Copy the lines from the one with "the yellow rapeseed" through the one with "Keypoint rule: one marker on every instance of the yellow sign", replacing "marker" with "dot" and leaving everything else unchanged.

# Entries
- - - - - - -
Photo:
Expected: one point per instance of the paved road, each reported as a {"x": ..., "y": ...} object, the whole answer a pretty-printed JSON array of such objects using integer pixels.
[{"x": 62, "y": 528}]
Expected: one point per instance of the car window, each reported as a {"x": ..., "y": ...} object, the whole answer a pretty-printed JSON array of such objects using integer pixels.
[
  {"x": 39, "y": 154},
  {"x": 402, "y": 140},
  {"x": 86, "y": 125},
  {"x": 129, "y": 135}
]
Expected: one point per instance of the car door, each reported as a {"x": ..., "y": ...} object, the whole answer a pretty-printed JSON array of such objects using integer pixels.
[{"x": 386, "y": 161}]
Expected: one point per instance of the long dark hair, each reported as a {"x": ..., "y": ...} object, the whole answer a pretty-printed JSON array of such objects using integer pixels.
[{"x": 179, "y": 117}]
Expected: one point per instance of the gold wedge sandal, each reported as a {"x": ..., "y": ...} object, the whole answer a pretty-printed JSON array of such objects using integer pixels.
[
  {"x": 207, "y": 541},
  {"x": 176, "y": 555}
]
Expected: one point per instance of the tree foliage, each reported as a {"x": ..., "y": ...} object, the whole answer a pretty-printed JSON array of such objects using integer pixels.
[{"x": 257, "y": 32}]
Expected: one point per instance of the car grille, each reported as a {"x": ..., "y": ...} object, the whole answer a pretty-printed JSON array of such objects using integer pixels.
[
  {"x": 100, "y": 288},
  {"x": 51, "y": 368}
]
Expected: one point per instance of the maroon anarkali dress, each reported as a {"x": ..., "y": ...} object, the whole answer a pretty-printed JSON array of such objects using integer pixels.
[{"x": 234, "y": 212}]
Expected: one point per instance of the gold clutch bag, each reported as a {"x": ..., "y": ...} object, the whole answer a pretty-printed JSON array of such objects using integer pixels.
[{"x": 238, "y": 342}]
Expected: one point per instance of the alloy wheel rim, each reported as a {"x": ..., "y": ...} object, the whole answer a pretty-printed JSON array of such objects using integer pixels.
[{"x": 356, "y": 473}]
- - - - - - -
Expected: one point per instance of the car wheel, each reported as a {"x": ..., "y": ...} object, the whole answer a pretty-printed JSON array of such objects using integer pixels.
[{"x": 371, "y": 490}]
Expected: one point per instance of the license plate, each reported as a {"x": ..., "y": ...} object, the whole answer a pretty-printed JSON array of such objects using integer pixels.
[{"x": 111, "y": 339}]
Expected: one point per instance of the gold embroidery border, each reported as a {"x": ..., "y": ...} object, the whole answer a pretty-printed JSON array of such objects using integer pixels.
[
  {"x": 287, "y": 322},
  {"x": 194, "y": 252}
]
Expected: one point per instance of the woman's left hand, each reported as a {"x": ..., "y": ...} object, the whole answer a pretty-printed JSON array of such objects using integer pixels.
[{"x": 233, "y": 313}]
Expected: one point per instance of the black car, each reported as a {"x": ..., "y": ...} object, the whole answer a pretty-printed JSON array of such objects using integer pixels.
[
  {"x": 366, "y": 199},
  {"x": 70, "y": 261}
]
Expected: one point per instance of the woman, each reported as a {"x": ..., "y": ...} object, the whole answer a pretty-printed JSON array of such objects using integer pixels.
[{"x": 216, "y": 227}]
- - - - - - -
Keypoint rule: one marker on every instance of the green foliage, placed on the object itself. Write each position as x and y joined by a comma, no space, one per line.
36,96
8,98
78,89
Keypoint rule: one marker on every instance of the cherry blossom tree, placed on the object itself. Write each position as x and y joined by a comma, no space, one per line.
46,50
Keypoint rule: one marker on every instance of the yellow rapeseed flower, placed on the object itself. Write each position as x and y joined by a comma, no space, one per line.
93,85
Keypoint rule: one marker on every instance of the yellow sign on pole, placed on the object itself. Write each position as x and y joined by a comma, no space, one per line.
- - - - - - -
# Output
Keypoint rule: one dot on every instance of the yellow rapeseed flower, placed on the object itself. Write each position as x and y joined by a comma, no space, one per line.
93,85
Keypoint rule: one dot on every instance of the yellow sign on pole, placed on the object itself. Write each position as x and y joined by a comma, no space, one per line.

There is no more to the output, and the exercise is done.